**What you will do**
Quote each record exactly, please, leaving none out.
START Data supplied
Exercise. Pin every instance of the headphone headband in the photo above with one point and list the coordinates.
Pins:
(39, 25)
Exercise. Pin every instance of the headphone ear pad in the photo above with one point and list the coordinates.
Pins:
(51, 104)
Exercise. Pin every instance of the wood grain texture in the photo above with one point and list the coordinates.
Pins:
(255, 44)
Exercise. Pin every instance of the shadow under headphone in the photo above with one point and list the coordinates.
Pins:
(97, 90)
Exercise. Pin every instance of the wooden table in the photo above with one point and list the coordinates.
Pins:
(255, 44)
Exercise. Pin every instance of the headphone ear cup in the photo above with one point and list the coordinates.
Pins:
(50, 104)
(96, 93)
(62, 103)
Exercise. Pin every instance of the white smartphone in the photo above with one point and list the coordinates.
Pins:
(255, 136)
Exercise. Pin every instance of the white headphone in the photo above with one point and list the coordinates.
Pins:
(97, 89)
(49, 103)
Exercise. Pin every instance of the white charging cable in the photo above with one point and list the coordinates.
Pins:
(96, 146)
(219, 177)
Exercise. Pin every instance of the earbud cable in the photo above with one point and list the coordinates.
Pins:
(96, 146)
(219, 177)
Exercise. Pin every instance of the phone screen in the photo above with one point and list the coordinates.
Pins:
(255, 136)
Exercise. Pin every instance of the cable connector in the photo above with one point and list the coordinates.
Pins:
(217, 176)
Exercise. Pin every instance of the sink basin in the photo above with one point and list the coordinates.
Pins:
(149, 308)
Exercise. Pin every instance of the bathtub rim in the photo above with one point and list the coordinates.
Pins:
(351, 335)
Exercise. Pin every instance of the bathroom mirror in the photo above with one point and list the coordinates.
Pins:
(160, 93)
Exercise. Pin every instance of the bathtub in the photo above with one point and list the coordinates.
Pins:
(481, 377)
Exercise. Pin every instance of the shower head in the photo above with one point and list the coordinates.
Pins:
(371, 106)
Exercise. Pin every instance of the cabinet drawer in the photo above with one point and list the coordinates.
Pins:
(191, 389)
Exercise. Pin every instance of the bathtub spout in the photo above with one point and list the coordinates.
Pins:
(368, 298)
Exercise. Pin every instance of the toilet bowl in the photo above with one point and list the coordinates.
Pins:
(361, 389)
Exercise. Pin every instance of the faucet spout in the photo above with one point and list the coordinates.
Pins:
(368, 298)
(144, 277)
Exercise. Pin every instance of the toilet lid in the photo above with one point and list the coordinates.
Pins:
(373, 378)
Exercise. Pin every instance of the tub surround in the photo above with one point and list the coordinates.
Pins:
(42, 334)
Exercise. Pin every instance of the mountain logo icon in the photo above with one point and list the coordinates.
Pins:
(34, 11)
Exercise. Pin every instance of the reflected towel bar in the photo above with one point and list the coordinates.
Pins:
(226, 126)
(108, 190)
END Data supplied
**Solution to the problem**
Exercise. Pin every instance of the headphone headband in the photo above with one point and list the coordinates.
Pins:
(39, 25)
Exercise. Pin every instance of the headphone ear pad in the photo above with one point and list the coordinates.
Pins:
(51, 104)
Exercise. Pin every instance of the wood grain texture in the photo above with one point and list the coordinates.
Pins:
(255, 44)
Exercise. Pin every instance of the shadow under headphone in the photo above with one point and list the coordinates.
Pins:
(97, 90)
Exercise. Pin every instance of the wooden table in the photo above with one point and list the coordinates.
Pins:
(255, 44)
Exercise. Pin every instance of the headphone ear cup in the photo above with one point and list the coordinates.
Pins:
(50, 104)
(96, 93)
(62, 103)
Exercise. Pin every instance of the white smartphone in the photo above with one point and list the coordinates.
Pins:
(255, 136)
Exercise. Pin every instance of the white headphone in the photo above with one point and list the coordinates.
Pins:
(97, 89)
(49, 103)
Exercise. Pin every instance of the white charging cable in the photo above with one point and list the coordinates.
Pins:
(96, 146)
(219, 177)
Exercise. Pin every instance of the earbud cable in the photo above with one point and list the coordinates.
Pins:
(96, 146)
(219, 177)
Exercise. Pin every instance of the phone screen in the photo above with one point and list the coordinates.
Pins:
(255, 136)
Exercise. Pin every instance of the cable connector in the photo above with one point and list the coordinates.
Pins:
(217, 176)
Exercise. Pin every instance of the sink basin in the photo above with one point and list the coordinates.
Pins:
(149, 308)
Exercise. Pin every instance of the bathtub rim in the photo above with one point and list the coordinates.
Pins:
(351, 335)
Exercise. Pin every instance of the bathroom mirror in the photo above with one point and list the coordinates.
Pins:
(160, 93)
Exercise. Pin every instance of the bathtub in the photo above with one point and list the coordinates.
Pins:
(481, 377)
Exercise. Pin every instance of the shower head in the photo above with one point and list the coordinates.
Pins:
(371, 106)
Exercise. Pin every instance of the cabinet drawer in the photo above with one point and list the coordinates.
Pins:
(191, 389)
Exercise. Pin every instance of the bathtub spout in the photo above with one point and list the coordinates.
Pins:
(368, 298)
Exercise. Pin every instance of the toilet bowl in the photo above with one point and list the coordinates.
Pins:
(361, 389)
Exercise. Pin every instance of the faucet spout in the photo above with one point and list the coordinates.
Pins:
(368, 298)
(144, 277)
Exercise. Pin every instance of the toilet lid in the photo above with one point and list the coordinates.
Pins:
(373, 378)
Exercise. Pin every instance of the tub surround in the photo above with one point and list the coordinates.
Pins:
(42, 334)
Exercise. Pin every instance of the mountain logo icon in the photo above with one point and list the coordinates.
Pins:
(34, 11)
Exercise. Pin every instance of the reflected towel bar in the photo above with one point and list the coordinates.
Pins:
(226, 126)
(108, 190)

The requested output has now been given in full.